[Spatial localization data]
----------------

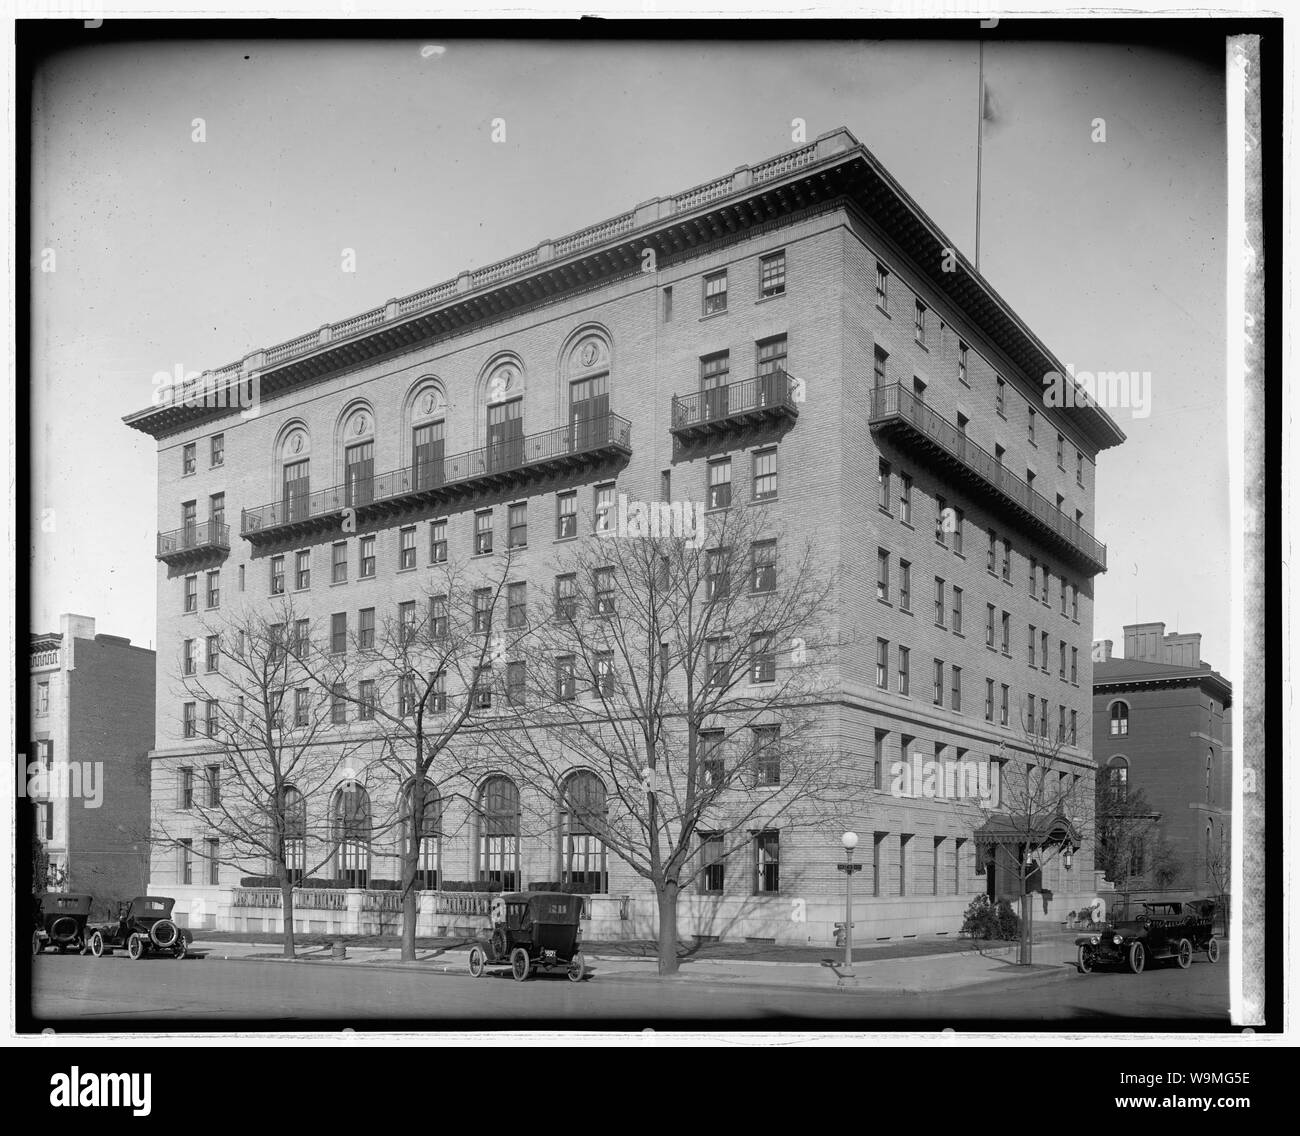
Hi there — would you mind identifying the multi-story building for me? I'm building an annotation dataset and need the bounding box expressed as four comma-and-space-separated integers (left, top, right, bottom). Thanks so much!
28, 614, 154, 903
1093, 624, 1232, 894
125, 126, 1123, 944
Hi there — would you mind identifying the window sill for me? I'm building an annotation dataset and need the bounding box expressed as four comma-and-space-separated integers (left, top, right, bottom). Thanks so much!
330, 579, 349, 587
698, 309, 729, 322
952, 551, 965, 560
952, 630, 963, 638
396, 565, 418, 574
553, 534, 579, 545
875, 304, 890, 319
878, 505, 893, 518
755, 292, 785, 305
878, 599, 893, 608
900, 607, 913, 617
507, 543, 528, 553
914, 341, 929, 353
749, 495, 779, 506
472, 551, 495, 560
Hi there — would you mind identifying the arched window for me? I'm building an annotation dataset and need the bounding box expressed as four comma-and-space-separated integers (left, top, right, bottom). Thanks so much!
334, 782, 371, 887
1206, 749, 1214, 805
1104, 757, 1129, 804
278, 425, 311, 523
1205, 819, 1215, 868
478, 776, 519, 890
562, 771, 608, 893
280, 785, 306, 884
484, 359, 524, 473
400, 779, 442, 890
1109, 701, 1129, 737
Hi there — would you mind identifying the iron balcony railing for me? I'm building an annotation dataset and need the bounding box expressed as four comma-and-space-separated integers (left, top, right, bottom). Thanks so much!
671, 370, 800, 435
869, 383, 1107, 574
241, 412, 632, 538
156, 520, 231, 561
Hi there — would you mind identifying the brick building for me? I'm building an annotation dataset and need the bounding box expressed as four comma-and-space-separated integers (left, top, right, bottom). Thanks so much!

----------------

Requirement: Write the entries above out in full, exactly, with no images.

Written answer:
Hi there — would you mind identifying the multi-story building for me? I'm building an annotation dataset and need the bounding box expressed as four comma-and-space-separated integers (left, top, right, bottom). Thanks so much!
28, 614, 154, 903
1093, 624, 1232, 894
125, 126, 1123, 944
Hi there — would you mind identifying the window sill for me? I'm building an annotation dataset and need the bounding box expressed as four comma-and-space-separated integers (left, top, right, bottom). Thanks so much!
330, 579, 349, 587
698, 309, 729, 322
952, 551, 965, 560
952, 630, 963, 638
396, 565, 418, 574
553, 534, 579, 545
875, 304, 890, 319
878, 505, 893, 518
755, 292, 785, 305
878, 599, 893, 608
900, 607, 913, 617
507, 543, 528, 553
914, 341, 929, 353
749, 495, 779, 506
472, 551, 495, 560
Hi there — would you mind identifying the arched window for me? I'm building an annotation dataset and need the bounding box expressed as four comma-and-space-separated integers (left, top, right, bottom). Thanks so much!
334, 782, 371, 887
1206, 749, 1214, 805
1104, 757, 1129, 804
278, 425, 311, 523
1205, 819, 1215, 868
478, 776, 519, 890
562, 771, 608, 893
280, 785, 306, 884
484, 359, 524, 473
400, 779, 442, 890
1109, 701, 1129, 737
Hi there — would you mind identifying the iron balcony railing for me? I'm building an annotation dataset and need the bounding box expressed as four comma-and-space-separated integers (left, top, right, bottom). Thanks so much!
671, 370, 800, 435
869, 383, 1107, 574
241, 412, 632, 538
156, 520, 231, 561
Hi there — would you mind identifying the brick building for me? I'm building an annotation dataset and need the bounding box expressed as four comma-and-space-separated integers (left, top, right, bottom). Thanks so much!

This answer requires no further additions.